Aim of the task:
Whenever the word "privacy" turns up in a line below, that line should be copied.

Dataset entries:
********

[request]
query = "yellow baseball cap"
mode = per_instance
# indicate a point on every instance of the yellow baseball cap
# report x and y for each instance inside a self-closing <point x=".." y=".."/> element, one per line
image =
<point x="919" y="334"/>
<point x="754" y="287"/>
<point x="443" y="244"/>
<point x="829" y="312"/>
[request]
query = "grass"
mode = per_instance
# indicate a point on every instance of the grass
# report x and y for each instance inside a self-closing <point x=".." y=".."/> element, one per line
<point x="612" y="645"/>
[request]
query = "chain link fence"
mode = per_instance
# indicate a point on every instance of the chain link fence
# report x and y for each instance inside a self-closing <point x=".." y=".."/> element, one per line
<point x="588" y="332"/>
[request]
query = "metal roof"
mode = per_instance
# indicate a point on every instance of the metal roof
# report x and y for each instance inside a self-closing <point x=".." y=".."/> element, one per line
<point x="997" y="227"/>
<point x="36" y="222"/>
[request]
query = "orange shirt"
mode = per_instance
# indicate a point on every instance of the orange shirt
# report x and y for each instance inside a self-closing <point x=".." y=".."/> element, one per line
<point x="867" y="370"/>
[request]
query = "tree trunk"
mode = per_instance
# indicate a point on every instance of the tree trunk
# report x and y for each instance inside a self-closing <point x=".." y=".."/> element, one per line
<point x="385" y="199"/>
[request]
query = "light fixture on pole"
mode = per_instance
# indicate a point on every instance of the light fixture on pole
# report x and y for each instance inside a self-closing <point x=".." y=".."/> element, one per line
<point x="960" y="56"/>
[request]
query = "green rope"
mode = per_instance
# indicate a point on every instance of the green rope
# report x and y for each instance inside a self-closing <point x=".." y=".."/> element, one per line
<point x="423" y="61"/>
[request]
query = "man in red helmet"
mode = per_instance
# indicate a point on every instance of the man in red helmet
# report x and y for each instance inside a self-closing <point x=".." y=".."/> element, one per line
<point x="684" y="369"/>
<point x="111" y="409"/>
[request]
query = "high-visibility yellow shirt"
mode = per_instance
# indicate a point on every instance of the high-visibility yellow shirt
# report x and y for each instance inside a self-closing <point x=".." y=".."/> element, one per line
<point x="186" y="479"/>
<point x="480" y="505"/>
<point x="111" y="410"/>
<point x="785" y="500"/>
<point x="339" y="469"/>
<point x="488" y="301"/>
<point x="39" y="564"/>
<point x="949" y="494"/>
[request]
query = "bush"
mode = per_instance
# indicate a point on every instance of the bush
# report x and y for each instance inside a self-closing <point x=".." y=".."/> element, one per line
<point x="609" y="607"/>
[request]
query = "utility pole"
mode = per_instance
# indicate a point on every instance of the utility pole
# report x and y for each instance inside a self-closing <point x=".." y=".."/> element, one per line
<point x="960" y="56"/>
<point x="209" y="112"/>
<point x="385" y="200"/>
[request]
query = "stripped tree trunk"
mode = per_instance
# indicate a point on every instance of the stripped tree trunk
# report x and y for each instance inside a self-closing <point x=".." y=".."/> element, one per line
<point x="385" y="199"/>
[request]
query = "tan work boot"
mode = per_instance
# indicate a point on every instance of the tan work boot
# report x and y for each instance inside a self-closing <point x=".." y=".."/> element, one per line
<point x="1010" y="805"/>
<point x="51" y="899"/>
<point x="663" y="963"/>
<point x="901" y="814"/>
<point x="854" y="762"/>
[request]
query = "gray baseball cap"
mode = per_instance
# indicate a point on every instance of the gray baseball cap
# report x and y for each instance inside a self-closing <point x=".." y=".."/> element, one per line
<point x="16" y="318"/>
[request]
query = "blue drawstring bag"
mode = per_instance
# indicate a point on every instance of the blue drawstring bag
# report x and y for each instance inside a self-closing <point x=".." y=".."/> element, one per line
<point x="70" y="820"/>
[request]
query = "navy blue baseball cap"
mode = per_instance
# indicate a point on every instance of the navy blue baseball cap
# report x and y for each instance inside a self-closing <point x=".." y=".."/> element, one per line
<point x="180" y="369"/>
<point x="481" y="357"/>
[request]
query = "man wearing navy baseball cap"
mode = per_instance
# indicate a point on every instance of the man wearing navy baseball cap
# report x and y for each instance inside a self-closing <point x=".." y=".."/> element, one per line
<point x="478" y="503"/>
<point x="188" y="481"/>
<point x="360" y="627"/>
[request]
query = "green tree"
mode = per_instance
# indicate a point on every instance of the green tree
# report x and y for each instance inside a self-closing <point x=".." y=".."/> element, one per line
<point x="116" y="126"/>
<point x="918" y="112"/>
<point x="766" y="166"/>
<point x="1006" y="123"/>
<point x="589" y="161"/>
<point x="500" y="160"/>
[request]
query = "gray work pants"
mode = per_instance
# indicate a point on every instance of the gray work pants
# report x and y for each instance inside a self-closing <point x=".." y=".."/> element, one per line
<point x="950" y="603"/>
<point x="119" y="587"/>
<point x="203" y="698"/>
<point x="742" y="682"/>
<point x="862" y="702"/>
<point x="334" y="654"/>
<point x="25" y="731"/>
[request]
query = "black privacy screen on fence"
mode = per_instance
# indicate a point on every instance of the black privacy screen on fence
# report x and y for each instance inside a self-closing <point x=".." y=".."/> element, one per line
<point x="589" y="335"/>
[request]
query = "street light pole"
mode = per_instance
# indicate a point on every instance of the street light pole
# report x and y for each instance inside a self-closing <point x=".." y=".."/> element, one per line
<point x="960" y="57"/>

********

Answer space:
query = "black privacy screen on fence"
# indicate a point on every instance of the black privacy screen on fence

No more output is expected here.